Records from a dataset:
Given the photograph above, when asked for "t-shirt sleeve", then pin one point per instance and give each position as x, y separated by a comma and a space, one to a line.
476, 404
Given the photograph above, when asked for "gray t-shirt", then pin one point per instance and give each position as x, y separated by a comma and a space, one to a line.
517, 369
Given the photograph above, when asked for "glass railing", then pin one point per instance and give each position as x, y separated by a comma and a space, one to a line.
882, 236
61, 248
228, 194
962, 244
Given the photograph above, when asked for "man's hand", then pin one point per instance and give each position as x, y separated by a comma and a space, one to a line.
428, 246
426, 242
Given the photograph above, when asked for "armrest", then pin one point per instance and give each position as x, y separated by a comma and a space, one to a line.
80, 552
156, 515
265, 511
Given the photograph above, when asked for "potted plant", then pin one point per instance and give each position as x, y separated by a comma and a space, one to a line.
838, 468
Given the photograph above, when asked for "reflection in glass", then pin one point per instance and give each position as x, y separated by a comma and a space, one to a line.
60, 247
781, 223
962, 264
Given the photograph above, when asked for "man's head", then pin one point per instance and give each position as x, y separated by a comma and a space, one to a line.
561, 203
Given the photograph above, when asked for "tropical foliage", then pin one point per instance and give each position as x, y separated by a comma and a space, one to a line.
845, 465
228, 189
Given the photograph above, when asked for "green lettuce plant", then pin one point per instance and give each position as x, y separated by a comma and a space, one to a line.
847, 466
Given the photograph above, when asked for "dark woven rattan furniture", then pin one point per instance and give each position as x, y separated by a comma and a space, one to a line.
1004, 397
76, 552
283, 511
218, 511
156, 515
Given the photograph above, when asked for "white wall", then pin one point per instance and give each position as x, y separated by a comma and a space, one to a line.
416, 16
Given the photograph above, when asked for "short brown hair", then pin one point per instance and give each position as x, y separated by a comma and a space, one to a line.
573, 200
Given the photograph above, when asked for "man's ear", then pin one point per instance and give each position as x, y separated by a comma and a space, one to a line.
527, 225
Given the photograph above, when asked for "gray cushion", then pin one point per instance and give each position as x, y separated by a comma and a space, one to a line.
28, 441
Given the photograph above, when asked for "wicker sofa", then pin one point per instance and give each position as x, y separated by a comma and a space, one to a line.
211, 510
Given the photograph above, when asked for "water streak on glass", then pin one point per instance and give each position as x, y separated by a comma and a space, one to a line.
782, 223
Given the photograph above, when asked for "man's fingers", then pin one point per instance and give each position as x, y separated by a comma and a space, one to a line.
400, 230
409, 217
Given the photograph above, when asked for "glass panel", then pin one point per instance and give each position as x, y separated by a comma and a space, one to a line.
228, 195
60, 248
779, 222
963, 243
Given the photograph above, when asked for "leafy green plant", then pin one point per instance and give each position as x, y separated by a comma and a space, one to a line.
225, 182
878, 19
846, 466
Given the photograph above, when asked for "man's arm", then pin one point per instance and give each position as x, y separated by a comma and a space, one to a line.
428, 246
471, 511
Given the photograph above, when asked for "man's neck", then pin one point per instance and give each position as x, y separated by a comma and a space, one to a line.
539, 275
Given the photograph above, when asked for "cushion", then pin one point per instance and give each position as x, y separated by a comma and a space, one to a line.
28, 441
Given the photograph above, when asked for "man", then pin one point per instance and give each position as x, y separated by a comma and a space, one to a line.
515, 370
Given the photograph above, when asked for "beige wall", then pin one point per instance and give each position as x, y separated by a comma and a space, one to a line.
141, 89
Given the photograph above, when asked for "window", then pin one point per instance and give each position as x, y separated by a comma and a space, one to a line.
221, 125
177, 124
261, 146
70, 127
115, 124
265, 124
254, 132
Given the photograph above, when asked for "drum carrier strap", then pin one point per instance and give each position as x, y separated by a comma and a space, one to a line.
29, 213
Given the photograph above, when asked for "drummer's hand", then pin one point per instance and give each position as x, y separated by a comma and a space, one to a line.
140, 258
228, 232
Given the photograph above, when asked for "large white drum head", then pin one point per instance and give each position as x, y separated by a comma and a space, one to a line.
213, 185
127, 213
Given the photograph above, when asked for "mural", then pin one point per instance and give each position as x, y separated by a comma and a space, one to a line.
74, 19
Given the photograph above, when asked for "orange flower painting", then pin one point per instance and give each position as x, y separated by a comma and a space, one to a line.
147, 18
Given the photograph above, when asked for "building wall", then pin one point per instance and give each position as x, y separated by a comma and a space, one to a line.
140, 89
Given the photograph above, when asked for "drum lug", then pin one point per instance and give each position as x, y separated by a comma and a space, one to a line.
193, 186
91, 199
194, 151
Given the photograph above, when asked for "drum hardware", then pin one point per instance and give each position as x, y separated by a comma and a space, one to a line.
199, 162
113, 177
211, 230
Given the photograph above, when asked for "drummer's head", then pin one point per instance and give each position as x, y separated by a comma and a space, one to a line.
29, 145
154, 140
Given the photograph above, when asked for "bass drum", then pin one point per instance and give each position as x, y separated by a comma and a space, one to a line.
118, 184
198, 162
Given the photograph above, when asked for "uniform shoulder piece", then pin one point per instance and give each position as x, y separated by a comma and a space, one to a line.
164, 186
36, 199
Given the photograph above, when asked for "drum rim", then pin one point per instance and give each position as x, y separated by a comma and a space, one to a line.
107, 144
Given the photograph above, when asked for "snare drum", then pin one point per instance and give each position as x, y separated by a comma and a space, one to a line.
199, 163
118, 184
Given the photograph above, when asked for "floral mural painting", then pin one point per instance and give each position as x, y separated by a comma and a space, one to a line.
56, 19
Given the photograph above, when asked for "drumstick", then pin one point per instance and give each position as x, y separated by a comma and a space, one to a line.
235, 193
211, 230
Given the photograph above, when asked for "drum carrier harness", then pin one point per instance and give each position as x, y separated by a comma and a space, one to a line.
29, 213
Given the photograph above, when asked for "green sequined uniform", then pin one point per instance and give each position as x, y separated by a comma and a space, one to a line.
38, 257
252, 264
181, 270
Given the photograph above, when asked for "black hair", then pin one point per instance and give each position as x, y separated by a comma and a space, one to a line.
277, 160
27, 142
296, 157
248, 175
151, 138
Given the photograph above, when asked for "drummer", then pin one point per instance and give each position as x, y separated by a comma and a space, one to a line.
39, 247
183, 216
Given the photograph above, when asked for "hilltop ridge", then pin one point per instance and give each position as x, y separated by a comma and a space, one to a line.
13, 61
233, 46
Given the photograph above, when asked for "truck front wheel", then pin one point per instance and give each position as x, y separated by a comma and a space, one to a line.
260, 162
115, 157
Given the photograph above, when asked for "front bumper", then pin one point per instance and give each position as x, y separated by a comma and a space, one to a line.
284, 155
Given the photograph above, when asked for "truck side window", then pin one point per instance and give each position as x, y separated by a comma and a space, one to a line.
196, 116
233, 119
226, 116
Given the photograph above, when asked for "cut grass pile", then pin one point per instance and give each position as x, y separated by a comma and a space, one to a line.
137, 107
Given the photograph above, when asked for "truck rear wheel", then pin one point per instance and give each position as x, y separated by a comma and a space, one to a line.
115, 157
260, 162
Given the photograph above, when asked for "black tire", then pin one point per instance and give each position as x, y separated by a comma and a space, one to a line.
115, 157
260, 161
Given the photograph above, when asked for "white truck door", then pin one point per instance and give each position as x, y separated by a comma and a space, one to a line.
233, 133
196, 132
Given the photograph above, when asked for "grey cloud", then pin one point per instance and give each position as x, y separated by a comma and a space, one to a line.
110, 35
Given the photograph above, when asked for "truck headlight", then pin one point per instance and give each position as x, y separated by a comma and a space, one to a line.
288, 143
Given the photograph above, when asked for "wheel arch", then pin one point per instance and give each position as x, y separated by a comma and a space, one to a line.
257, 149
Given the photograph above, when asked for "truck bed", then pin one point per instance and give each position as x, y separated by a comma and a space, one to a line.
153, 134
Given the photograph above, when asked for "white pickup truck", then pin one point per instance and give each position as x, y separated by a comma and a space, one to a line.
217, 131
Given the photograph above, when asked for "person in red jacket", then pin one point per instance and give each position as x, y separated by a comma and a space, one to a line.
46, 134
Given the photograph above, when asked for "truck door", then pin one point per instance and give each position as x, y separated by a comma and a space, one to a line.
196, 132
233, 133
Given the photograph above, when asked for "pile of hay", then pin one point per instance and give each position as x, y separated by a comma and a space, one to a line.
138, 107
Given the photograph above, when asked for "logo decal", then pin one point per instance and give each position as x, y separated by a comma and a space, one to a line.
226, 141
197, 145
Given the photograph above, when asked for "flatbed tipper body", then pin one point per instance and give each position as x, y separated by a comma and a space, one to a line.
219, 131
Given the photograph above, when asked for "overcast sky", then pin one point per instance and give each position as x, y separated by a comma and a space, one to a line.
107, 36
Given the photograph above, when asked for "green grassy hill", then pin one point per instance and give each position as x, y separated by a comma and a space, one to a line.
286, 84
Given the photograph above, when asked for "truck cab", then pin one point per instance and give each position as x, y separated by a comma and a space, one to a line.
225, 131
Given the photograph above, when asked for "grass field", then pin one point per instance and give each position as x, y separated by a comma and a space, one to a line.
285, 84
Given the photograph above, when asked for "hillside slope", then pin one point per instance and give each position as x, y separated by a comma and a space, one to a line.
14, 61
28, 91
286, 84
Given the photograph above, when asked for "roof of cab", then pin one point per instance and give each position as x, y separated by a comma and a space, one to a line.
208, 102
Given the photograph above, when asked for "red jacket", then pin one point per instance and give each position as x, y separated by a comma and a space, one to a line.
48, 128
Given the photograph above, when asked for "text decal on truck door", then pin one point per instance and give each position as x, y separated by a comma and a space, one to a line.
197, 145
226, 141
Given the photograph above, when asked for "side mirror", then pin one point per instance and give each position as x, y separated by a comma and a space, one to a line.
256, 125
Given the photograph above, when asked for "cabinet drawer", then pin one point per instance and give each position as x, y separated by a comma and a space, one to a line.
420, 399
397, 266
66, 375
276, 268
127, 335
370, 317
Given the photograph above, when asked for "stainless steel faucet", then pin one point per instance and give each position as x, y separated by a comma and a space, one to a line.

→ **Directions**
Return exactly, and only, the line containing "decal on truck" and every line after it through the end of the material.

→ **Solution to this problem**
Given the photograph above, when asked for "text decal on truck door", then pin one point per instance and give each position as x, y separated by a comma and a space, one to a line.
197, 145
226, 141
Given the photograph above, when asked for "side mirror", then pin one point per instance and give each position as x, y separated by a comma and a space, one to a line.
256, 125
Given the photograph above, when asked for "cabinet drawer", then pin one point per instance and give each position as x, y separated by a comma and a space, one to a line.
420, 399
397, 266
66, 375
276, 268
127, 335
370, 317
Given the photograph above, when asked for "stainless steel faucet", then pin one point per instance and give each position as x, y separated by a comma and a space, one to a line.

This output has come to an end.